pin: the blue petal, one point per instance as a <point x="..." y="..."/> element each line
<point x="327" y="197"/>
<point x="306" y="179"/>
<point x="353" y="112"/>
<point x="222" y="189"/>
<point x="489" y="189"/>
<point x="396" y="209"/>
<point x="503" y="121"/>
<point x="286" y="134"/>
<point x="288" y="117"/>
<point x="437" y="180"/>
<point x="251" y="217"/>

### TRY IT
Return the data in full, with each line kept exactly as it is.

### EXERCISE ANSWER
pin: the blue petal, one point per instance as a <point x="..." y="..."/> element each line
<point x="327" y="197"/>
<point x="306" y="179"/>
<point x="353" y="112"/>
<point x="222" y="189"/>
<point x="489" y="189"/>
<point x="396" y="209"/>
<point x="503" y="121"/>
<point x="286" y="134"/>
<point x="288" y="117"/>
<point x="437" y="180"/>
<point x="251" y="217"/>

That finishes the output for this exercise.